• **THE REQUEST**
Take the line that has "Practice step: locate the gray hair" in it and every line after it to the end of the entries, and reproduce them exactly.

• **EXCERPTED RECORDS**
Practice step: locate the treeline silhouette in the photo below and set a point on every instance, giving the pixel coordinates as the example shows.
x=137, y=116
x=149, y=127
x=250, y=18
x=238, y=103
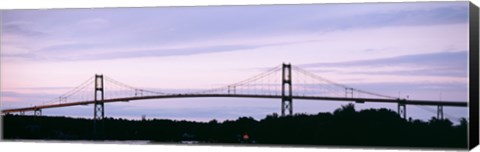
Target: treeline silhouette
x=345, y=126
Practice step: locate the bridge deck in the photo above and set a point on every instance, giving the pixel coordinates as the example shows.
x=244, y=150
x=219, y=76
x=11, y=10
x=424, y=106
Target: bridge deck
x=408, y=102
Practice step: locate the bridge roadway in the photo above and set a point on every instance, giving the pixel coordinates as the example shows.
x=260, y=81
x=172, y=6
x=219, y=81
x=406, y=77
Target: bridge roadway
x=358, y=100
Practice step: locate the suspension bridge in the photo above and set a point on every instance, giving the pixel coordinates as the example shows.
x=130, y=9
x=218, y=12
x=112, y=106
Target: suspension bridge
x=284, y=82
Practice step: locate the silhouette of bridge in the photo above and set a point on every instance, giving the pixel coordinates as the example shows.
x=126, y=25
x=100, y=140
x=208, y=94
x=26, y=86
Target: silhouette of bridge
x=277, y=83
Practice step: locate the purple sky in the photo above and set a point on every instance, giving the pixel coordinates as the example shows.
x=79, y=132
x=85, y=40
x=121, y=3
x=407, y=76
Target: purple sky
x=398, y=49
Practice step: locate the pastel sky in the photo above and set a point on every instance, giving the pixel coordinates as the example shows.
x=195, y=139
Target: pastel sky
x=398, y=49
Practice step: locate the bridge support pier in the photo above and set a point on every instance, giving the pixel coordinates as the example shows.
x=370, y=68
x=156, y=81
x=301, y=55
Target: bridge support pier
x=287, y=89
x=440, y=112
x=98, y=111
x=402, y=110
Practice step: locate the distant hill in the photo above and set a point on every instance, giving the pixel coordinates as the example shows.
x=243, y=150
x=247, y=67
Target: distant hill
x=345, y=126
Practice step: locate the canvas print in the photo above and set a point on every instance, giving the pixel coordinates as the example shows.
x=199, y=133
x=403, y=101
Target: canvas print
x=360, y=74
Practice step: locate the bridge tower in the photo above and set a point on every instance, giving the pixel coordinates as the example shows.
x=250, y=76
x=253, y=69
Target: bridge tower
x=37, y=112
x=402, y=109
x=287, y=89
x=98, y=111
x=440, y=112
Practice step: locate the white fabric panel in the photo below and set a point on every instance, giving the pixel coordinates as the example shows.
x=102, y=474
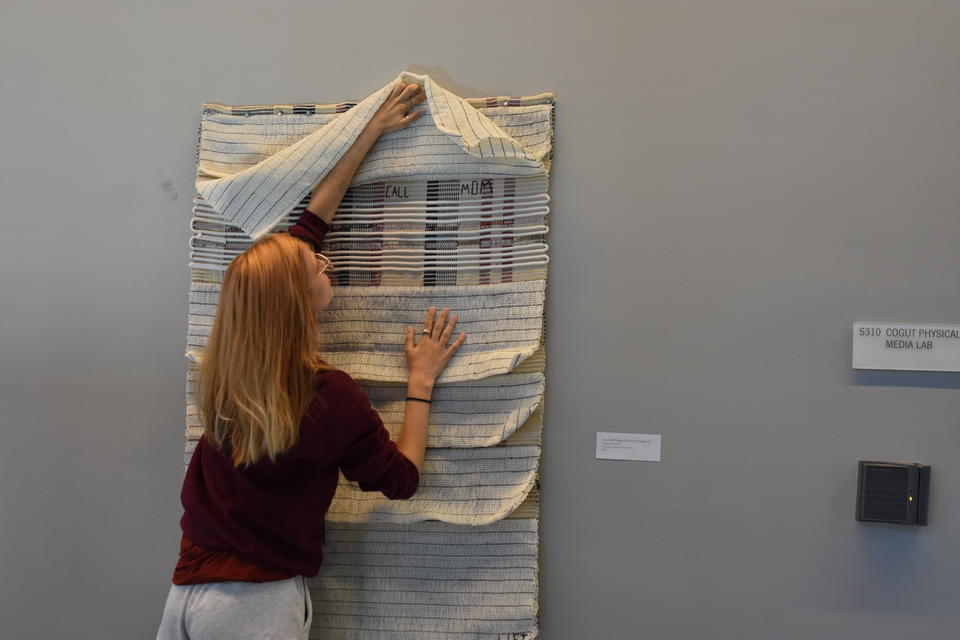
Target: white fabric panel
x=451, y=138
x=458, y=486
x=428, y=581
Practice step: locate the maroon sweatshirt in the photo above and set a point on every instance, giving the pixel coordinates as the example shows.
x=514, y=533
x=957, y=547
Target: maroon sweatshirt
x=265, y=522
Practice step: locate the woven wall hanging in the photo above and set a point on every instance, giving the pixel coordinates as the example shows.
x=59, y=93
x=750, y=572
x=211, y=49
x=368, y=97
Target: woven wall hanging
x=451, y=211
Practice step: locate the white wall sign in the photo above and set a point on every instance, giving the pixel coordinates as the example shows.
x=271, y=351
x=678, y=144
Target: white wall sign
x=628, y=446
x=906, y=346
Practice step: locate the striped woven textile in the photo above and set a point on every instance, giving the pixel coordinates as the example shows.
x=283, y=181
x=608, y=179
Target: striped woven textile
x=428, y=581
x=459, y=486
x=451, y=211
x=445, y=239
x=363, y=328
x=451, y=139
x=464, y=415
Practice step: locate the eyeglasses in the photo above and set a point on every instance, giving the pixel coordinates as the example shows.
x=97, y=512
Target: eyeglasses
x=324, y=262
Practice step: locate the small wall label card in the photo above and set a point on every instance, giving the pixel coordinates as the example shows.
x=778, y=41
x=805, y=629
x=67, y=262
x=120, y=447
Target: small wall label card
x=906, y=346
x=628, y=446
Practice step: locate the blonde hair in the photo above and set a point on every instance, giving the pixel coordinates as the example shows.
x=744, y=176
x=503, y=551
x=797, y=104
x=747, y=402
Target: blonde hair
x=258, y=370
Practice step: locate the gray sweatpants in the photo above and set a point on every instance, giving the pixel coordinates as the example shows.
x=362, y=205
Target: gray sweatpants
x=279, y=610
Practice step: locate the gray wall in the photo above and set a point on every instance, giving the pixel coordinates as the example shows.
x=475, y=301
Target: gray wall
x=735, y=183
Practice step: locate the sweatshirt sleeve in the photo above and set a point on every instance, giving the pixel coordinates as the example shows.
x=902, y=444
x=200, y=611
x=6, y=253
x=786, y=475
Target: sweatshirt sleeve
x=311, y=228
x=371, y=458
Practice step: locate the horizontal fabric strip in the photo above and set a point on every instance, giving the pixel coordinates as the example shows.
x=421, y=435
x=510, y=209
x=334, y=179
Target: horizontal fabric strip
x=427, y=580
x=255, y=198
x=447, y=429
x=504, y=320
x=458, y=486
x=472, y=414
x=230, y=144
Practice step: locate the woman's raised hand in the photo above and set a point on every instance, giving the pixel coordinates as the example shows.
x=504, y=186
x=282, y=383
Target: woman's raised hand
x=427, y=357
x=397, y=111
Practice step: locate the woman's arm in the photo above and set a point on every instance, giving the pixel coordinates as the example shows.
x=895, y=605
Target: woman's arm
x=425, y=361
x=394, y=114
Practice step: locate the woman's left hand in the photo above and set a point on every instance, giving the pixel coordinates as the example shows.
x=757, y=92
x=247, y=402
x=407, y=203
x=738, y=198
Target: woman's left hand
x=397, y=111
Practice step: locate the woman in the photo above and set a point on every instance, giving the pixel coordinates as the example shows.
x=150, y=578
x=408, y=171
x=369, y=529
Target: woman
x=279, y=425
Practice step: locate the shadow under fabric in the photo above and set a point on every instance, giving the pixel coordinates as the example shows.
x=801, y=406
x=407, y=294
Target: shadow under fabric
x=452, y=211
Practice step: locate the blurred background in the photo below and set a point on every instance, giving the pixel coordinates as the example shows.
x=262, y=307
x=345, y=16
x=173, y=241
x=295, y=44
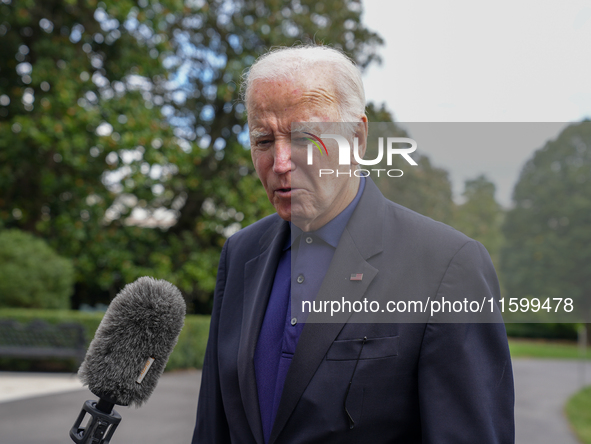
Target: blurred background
x=124, y=152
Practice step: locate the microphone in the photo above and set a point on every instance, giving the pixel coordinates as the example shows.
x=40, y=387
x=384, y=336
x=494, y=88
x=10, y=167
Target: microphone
x=128, y=354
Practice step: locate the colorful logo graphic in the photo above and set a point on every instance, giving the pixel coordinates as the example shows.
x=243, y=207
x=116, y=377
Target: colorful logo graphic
x=316, y=143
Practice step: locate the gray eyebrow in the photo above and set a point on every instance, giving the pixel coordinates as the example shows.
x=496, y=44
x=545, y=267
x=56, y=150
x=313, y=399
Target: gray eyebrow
x=256, y=134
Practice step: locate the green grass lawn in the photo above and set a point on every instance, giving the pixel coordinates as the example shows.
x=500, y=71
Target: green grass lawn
x=528, y=348
x=578, y=411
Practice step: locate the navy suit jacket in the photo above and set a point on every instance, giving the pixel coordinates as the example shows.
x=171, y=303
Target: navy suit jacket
x=410, y=383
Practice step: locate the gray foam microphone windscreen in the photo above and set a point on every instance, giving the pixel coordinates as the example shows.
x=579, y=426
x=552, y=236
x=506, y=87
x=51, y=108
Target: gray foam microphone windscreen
x=133, y=342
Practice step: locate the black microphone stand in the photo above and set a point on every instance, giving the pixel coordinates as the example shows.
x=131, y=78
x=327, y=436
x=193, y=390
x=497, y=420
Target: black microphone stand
x=100, y=428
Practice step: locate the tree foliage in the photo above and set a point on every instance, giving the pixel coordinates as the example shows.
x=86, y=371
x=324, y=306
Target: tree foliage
x=120, y=116
x=32, y=275
x=548, y=232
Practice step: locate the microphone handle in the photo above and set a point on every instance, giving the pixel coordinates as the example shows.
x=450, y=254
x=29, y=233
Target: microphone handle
x=100, y=428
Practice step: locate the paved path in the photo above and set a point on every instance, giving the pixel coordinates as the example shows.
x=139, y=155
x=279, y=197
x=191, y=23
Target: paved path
x=542, y=386
x=541, y=390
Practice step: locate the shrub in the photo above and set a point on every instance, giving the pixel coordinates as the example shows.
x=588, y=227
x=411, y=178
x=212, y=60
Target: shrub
x=32, y=275
x=188, y=352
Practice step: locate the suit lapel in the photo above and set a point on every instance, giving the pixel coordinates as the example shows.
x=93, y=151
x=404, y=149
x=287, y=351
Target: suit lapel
x=259, y=274
x=361, y=239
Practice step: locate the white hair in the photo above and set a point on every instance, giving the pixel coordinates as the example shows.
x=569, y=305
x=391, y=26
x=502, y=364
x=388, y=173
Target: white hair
x=289, y=62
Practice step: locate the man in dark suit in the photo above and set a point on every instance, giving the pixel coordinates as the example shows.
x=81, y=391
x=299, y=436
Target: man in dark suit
x=270, y=377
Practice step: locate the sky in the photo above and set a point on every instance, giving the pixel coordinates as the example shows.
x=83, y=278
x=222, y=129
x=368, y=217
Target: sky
x=497, y=62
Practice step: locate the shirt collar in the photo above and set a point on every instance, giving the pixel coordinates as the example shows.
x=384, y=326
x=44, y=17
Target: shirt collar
x=330, y=232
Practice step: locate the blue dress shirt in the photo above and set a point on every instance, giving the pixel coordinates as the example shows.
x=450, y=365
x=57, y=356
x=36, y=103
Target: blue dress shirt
x=301, y=269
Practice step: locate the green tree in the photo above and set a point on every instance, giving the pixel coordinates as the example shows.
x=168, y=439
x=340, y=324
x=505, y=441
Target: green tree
x=80, y=126
x=116, y=116
x=548, y=232
x=32, y=275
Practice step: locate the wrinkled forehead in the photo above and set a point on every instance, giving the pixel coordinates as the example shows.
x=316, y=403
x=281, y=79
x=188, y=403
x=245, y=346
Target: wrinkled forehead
x=313, y=88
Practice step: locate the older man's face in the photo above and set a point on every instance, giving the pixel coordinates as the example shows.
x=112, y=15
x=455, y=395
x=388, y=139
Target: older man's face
x=293, y=187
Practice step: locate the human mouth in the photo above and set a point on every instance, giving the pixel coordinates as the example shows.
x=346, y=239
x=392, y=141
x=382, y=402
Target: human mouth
x=283, y=192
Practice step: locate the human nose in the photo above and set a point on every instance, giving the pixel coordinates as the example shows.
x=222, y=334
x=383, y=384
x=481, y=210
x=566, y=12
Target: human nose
x=282, y=162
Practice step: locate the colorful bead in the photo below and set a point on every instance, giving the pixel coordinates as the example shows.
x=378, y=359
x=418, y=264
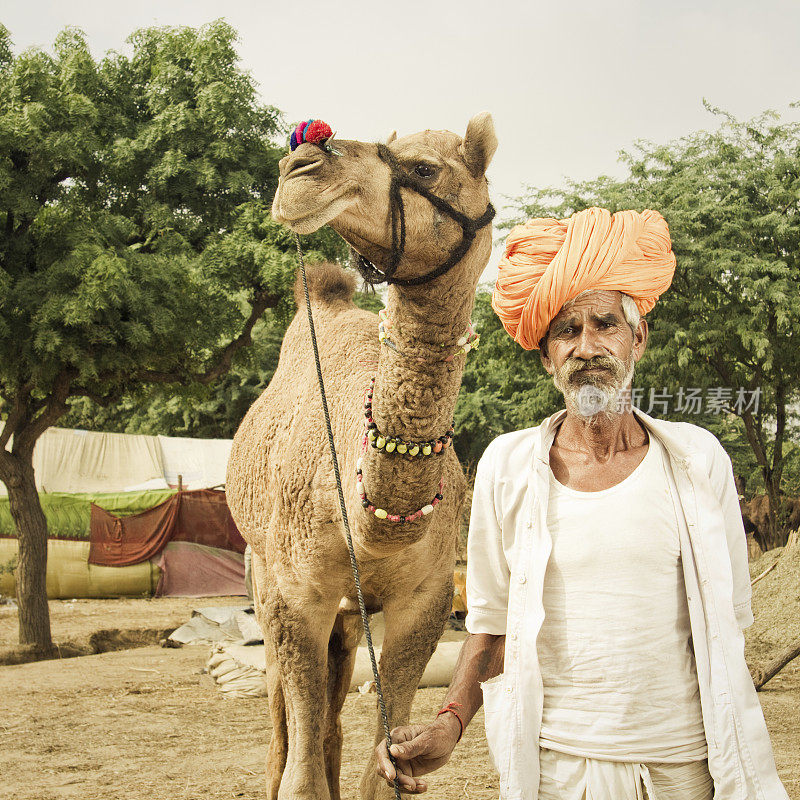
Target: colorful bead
x=381, y=513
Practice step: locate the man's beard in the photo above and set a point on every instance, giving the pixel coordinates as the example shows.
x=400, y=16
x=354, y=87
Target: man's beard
x=589, y=394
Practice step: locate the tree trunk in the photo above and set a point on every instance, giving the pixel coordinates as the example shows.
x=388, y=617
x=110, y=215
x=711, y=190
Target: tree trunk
x=774, y=534
x=31, y=525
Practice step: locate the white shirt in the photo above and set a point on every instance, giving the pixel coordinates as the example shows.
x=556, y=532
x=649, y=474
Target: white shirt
x=508, y=550
x=617, y=666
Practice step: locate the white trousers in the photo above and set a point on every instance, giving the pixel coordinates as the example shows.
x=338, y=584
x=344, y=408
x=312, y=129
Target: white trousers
x=566, y=777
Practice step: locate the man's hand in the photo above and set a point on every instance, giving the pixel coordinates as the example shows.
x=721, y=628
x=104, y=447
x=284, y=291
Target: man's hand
x=418, y=749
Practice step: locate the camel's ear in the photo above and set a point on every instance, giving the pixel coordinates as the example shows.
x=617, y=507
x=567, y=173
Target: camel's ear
x=479, y=143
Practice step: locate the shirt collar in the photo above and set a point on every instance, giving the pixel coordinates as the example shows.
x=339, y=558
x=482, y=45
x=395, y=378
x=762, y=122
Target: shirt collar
x=675, y=445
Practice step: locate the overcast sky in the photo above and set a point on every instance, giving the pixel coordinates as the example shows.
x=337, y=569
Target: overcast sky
x=569, y=83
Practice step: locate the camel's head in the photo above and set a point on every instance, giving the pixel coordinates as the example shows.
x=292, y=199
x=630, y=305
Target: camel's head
x=349, y=187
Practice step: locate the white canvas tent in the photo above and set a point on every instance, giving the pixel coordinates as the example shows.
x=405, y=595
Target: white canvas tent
x=74, y=461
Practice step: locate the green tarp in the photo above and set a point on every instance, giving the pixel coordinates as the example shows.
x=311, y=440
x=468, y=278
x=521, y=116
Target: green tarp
x=68, y=515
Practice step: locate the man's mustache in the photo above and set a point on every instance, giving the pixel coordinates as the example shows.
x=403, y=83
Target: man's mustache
x=574, y=366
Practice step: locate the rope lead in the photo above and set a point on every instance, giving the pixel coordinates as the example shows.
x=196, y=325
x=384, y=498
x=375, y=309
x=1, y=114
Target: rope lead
x=356, y=575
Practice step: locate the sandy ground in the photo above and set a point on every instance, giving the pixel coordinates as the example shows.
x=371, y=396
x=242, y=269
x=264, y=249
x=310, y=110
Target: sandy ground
x=147, y=724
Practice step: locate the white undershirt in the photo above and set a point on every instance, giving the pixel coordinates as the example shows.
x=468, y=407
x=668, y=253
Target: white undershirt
x=614, y=649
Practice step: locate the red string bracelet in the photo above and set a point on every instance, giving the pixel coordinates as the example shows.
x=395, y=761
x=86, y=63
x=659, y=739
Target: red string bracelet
x=451, y=707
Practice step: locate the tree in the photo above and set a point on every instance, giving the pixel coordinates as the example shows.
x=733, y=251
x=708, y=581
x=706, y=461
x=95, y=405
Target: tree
x=731, y=319
x=127, y=186
x=215, y=410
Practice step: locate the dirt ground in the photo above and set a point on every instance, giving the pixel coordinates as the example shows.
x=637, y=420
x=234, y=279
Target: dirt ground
x=147, y=724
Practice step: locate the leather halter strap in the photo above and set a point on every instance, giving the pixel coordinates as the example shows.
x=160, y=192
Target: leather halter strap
x=469, y=228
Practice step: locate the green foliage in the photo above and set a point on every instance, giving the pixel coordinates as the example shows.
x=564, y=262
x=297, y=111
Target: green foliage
x=133, y=198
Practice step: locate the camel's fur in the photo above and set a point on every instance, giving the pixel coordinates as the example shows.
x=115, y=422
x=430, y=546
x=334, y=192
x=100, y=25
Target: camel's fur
x=281, y=486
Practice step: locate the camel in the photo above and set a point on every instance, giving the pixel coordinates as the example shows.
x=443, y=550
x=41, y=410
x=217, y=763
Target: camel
x=280, y=482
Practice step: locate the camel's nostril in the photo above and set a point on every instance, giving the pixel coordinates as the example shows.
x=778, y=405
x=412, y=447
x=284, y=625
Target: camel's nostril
x=301, y=166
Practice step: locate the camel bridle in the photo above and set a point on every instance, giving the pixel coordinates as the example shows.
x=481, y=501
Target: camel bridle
x=400, y=179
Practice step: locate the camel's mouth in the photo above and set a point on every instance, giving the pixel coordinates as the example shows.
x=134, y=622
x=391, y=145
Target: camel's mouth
x=306, y=208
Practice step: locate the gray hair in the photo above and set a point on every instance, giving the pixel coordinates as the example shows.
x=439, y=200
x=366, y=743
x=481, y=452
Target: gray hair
x=629, y=309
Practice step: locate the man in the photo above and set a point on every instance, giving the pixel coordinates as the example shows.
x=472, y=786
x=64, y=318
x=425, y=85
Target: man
x=607, y=579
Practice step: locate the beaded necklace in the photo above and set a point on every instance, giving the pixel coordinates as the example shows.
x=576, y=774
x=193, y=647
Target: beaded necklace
x=394, y=444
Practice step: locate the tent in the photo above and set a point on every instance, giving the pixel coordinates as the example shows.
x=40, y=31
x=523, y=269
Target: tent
x=118, y=527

• **WRITTEN ANSWER**
Practice step: locate the gray hair in the photo above and set a point on every instance, giving the pixel coordinates as the example shows.
x=439, y=200
x=366, y=743
x=481, y=452
Target: gray hair
x=629, y=309
Practice step: locate the man in the photo above and set a point on every instance, giving the pixel coordinates as the example shows.
x=472, y=786
x=64, y=318
x=425, y=85
Target: man
x=607, y=579
Practice step: locate the beaded necklace in the photo above and set a point on every instance, giving the pixel coordinates as the example shows.
x=576, y=774
x=193, y=647
Target: beaded necklace
x=394, y=444
Practice step: locate the tent in the photo above and set a point on every instance, giving the pixel coordinates as the example shows.
x=40, y=31
x=523, y=269
Target: tent
x=118, y=527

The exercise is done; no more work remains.